The Supreme Court, in its deliberations, laid particular stress on Section 7 of the Act, which makes it very clear that the interest of the minor is the only relevant factor for appointing of a guardian, and in this particular case, the interest of the child would be best served by immediately appointing the appellant as the guardian. Protection of the welfare of the child has been viewed as the main intention of the Act and the court has mentioned how this has been before. The welfare of the child takes priority over everything else, including the rights of parents.
The court stated that in the present case, there was no indication that the welfare of the child would be undermined if the appellant is not compelled to disclose the identity of the father. It was observed that this may protect the child from social stigma and needless controversy.
When we talk about the patriarchy which is reflected in our legal system, as well as the preference given to the father with respect to guardianship of the child, it is important to consider Gita Hariharan VRBI (1999) 2 SCC 228.

> What you need to do: Could you output, word for word, the part of the text on the guardianship ruling that opens with the words containing "The court stated" and closes with "and needless controversy."?

(Records from a data collection)
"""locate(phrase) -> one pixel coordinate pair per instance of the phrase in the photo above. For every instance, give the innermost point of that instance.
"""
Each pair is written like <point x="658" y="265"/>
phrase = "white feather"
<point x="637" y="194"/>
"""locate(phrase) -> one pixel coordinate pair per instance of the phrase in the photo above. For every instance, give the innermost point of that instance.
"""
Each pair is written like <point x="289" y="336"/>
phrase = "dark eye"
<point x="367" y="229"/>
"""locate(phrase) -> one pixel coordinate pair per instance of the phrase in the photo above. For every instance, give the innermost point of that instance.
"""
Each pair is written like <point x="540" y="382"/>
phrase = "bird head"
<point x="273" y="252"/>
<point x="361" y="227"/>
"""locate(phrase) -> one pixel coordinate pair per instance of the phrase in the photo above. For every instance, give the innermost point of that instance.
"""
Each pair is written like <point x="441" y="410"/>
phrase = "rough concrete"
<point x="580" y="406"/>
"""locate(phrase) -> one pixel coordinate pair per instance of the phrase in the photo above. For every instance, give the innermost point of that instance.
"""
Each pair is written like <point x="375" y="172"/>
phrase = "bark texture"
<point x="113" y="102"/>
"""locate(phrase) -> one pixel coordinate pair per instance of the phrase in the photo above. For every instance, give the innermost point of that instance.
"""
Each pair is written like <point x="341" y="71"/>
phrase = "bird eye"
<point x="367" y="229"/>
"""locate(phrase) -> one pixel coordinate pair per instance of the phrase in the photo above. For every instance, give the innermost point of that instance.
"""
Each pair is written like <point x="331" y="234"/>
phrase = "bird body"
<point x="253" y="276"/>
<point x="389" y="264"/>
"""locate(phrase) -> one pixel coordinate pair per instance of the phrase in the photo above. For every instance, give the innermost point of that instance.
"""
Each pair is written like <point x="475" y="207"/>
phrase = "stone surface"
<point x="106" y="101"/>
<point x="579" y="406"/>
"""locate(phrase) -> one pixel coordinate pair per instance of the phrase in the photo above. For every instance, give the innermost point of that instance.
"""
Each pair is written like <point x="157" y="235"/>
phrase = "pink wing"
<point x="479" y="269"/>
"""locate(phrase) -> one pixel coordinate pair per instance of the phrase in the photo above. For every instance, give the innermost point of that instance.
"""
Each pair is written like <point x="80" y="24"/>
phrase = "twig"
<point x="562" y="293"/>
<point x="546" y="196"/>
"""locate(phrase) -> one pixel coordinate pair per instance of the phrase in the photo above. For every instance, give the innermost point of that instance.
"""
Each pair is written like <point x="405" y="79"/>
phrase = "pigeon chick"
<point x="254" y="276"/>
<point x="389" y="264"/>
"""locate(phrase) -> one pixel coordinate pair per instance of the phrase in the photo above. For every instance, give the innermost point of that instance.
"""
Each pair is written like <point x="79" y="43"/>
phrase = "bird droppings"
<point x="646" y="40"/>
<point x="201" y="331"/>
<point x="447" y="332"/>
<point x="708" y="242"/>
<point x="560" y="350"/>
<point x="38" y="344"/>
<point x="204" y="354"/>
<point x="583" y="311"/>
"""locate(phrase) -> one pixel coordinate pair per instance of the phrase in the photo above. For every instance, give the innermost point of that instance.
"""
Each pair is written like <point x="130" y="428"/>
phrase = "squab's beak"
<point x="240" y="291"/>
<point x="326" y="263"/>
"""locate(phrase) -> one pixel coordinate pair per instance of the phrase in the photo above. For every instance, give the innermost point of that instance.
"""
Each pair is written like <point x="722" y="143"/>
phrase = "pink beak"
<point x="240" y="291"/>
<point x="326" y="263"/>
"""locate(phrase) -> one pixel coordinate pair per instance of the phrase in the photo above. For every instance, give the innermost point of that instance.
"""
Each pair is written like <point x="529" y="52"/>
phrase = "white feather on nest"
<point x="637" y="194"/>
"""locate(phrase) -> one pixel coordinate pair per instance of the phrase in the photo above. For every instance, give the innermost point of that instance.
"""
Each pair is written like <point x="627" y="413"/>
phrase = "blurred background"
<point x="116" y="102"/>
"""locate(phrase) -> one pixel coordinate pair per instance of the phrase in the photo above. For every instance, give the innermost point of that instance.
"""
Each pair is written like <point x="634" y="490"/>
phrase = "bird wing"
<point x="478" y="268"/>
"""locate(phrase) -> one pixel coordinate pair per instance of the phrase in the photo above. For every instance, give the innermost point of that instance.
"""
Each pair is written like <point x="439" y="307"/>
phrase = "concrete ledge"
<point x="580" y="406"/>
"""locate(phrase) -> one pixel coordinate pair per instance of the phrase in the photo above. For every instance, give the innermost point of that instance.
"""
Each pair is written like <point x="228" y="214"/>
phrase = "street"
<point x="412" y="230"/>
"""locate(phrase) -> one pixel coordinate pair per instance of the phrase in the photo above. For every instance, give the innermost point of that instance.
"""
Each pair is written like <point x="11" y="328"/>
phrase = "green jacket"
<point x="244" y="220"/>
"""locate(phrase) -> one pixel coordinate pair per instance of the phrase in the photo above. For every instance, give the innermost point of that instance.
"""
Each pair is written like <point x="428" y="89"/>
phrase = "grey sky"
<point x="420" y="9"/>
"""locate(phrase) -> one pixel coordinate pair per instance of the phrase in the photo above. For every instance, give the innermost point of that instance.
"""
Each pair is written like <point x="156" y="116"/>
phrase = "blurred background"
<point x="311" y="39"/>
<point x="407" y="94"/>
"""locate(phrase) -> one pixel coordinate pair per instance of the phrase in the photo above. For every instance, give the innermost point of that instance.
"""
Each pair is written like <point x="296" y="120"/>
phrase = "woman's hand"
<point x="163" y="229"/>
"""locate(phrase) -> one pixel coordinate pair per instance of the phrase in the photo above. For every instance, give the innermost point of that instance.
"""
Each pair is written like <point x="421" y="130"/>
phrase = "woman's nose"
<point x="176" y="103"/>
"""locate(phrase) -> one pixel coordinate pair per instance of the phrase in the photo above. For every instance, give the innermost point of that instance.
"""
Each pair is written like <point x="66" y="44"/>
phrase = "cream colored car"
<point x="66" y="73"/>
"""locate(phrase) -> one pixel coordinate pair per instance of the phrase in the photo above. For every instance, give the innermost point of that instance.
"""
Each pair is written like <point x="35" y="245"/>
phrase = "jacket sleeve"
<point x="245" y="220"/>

> Answer to the problem:
The court stated that in the present case, there was no indication that the welfare of the child would be undermined if the appellant is not compelled to disclose the identity of the father. It was observed that this may protect the child from social stigma and needless controversy.